━━━ Source passage ━━━

"Effectively, it's not even our manufacturing operating system; it's our entire company operating system," Apex CEO Ian Cinnamon said, describing the software backbone he credits with turning a small satellite bus into a production-ready line.
Apex’s Octopus as the company operating system
Cinnamon presented Octopus as Apex’s differentiator: a custom software suite that manages forecasting, inventory, supplier quality, factory work instructions, nonconformance reports (NCRs), and even "traceability on orbit." He said Octopus "uses a significant amount of artificial intelligence, a significant amount of software automation for processes." In the CEO's framing, Octopus is not merely a manufacturing operating system but the operator for the whole business flow—from purchasing and kit inventory to tracking work on the factory floor and monitoring hardware once it reaches orbit.
Comet XL, Nova reuse, and the push to build at scale
Apex announced plans for an XL version of its Comet satellite bus that adds power and mass while remaining compact enough to "fit 16 on a Falcon 9," Cinnamon said. The company’s scaling strategy, he explained, relies partly on reusing avionics and systems from an earlier, medium-sized bus called Nova. That reuse, paired with Octopus’s integrated controls, is intended to enable the "really high rate production" Cinnamon says proliferated-constellation primes need. He also noted a deliberate choice against industrial robotics for current volumes: "We do not believe that automation and robots, in terms of the hardware manufacturing, makes sense at all at the scale that we're building," he said—adding that robotics "may begin to make sense" only when production reaches above the hundreds of vehicles per year.

━━━ Dataset records ━━━

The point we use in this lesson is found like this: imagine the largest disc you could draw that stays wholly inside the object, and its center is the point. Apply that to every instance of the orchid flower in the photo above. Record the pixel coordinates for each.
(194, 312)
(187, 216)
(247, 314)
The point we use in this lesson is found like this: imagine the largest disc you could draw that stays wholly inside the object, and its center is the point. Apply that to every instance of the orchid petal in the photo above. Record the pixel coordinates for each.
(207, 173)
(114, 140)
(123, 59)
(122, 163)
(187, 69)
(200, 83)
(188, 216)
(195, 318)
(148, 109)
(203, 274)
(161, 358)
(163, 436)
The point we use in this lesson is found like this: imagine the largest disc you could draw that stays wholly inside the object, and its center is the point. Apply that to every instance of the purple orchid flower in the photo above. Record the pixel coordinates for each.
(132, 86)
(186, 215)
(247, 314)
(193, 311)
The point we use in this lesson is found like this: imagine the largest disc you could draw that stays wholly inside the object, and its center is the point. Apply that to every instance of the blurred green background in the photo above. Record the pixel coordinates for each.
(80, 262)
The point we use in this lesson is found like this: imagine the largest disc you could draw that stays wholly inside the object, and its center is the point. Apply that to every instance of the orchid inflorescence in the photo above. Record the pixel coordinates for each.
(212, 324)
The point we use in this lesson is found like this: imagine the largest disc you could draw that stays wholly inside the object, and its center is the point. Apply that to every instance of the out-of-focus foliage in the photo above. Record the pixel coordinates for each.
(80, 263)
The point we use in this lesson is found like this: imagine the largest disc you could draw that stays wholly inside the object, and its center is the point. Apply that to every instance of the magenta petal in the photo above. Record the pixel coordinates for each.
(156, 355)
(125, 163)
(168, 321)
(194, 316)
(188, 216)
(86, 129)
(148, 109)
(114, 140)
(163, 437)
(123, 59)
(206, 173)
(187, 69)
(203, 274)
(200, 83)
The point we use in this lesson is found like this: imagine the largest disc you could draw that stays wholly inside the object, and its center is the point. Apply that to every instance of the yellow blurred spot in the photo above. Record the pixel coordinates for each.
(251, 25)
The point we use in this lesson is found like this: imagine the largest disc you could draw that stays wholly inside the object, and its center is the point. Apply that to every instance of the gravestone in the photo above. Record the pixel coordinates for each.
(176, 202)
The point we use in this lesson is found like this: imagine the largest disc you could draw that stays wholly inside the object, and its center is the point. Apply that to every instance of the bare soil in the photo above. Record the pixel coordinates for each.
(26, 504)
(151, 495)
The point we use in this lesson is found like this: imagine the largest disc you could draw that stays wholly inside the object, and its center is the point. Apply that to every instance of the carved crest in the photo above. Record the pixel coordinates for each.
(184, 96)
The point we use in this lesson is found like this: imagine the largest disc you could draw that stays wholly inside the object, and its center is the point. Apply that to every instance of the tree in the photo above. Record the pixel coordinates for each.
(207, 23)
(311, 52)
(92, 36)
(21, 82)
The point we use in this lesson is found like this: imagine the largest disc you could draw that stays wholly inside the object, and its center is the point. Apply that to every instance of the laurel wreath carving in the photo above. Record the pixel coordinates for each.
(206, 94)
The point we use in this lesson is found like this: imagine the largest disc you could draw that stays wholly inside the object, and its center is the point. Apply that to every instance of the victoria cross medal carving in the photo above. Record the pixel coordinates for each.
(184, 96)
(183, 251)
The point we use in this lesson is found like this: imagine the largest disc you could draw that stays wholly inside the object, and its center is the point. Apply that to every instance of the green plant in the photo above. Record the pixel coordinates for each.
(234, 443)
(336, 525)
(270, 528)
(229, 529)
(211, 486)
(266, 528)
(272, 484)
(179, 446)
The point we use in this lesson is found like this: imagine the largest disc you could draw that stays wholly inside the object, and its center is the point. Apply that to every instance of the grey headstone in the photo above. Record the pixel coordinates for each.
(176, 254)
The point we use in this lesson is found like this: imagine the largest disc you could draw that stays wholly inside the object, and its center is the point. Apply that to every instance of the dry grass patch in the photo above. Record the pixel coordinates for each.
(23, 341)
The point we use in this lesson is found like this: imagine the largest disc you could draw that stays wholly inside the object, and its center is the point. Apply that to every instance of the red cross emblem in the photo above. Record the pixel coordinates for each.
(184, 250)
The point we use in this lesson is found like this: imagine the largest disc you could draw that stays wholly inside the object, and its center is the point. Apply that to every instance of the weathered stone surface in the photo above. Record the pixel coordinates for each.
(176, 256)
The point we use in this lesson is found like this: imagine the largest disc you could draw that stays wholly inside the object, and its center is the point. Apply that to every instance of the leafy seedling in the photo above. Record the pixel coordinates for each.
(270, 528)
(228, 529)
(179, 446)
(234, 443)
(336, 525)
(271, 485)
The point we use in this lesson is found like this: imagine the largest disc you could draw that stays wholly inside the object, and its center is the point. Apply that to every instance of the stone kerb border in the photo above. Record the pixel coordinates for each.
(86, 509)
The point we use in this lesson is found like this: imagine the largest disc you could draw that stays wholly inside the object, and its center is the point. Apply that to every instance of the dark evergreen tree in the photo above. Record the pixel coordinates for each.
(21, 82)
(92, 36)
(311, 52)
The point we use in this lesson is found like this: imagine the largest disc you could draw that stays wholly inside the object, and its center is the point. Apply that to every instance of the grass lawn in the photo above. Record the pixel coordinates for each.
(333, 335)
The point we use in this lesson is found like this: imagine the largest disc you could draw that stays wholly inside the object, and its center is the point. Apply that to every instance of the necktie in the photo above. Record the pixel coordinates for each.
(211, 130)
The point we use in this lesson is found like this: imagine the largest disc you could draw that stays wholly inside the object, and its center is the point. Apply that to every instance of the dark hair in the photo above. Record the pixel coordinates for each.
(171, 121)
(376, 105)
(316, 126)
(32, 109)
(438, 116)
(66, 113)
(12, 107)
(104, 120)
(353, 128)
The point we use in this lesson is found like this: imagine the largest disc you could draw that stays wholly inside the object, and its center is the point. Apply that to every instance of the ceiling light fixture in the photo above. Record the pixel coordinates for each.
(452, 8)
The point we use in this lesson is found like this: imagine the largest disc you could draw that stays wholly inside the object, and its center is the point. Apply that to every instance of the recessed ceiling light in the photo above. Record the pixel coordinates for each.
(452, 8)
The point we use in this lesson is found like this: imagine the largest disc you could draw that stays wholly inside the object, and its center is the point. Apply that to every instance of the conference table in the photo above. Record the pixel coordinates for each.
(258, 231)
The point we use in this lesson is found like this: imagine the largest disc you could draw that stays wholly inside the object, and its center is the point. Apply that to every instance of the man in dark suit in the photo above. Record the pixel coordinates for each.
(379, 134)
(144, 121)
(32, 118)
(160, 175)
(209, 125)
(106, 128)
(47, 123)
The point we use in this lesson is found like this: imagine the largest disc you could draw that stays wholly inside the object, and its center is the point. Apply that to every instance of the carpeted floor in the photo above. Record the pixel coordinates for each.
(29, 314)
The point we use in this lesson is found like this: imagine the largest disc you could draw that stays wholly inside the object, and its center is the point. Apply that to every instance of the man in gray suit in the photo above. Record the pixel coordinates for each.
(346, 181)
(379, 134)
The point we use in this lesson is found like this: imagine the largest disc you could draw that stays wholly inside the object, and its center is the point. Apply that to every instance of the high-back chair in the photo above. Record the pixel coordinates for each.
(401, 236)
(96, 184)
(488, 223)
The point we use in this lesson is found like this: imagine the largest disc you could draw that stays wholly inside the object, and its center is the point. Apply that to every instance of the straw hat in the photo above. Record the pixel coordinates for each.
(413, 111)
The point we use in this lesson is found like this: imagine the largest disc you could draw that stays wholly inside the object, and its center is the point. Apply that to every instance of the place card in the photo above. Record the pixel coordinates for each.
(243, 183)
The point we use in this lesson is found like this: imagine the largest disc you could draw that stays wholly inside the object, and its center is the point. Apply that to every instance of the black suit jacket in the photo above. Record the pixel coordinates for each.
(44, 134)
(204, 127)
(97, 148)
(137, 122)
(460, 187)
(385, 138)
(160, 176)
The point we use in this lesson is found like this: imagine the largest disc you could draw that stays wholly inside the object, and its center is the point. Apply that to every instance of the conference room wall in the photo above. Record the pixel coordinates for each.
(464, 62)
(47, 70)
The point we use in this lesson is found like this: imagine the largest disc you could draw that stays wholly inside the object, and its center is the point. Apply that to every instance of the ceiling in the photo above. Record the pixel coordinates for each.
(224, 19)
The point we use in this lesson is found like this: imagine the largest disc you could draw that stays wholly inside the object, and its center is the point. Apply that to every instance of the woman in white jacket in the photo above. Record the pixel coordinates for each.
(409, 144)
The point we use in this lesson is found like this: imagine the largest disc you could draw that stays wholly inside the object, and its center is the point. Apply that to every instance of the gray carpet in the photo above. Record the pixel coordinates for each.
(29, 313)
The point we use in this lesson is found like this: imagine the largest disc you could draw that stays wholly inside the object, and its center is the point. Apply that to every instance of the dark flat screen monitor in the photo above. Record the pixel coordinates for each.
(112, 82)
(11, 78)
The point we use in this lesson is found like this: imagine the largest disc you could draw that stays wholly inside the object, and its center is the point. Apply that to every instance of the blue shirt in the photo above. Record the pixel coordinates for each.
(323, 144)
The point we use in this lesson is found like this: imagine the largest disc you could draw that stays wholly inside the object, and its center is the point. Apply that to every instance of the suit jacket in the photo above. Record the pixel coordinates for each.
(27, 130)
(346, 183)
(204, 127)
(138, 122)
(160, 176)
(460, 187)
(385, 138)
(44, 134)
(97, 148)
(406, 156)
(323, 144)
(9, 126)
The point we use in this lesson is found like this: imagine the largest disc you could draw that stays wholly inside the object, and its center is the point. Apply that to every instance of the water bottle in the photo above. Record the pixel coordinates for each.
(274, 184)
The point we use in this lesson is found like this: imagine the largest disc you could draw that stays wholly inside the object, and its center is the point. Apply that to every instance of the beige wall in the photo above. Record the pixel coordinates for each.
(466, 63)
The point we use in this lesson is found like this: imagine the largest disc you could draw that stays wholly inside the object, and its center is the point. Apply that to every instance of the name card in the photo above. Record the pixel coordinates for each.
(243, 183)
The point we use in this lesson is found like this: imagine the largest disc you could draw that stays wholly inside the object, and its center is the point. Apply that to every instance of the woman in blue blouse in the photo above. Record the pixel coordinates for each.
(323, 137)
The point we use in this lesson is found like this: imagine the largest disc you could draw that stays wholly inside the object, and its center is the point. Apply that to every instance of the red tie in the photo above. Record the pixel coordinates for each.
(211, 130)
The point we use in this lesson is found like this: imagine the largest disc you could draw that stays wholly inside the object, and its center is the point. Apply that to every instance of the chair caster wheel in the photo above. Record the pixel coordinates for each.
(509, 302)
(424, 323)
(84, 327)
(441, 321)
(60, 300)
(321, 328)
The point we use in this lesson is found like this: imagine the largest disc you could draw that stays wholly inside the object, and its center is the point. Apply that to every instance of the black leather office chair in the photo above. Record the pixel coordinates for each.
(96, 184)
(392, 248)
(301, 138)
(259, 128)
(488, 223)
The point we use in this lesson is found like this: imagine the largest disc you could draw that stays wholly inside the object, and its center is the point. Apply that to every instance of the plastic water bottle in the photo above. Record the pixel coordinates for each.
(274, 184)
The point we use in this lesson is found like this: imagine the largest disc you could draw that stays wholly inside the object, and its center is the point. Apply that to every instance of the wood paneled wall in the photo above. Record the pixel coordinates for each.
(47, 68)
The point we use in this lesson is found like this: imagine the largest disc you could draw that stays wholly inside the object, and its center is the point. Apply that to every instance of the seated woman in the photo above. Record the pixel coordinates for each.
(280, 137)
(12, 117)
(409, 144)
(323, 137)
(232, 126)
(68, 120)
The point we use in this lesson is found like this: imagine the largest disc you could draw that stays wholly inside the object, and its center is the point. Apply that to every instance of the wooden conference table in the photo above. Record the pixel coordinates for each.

━━━

Aim of the task:
Copy the passage about Apex's Octopus software from the words "Apex’s Octopus as" through "it reaches orbit.", replacing "forecasting" with "demand planning".

Answer to this exercise:
Apex’s Octopus as the company operating system
Cinnamon presented Octopus as Apex’s differentiator: a custom software suite that manages demand planning, inventory, supplier quality, factory work instructions, nonconformance reports (NCRs), and even "traceability on orbit." He said Octopus "uses a significant amount of artificial intelligence, a significant amount of software automation for processes." In the CEO's framing, Octopus is not merely a manufacturing operating system but the operator for the whole business flow—from purchasing and kit inventory to tracking work on the factory floor and monitoring hardware once it reaches orbit.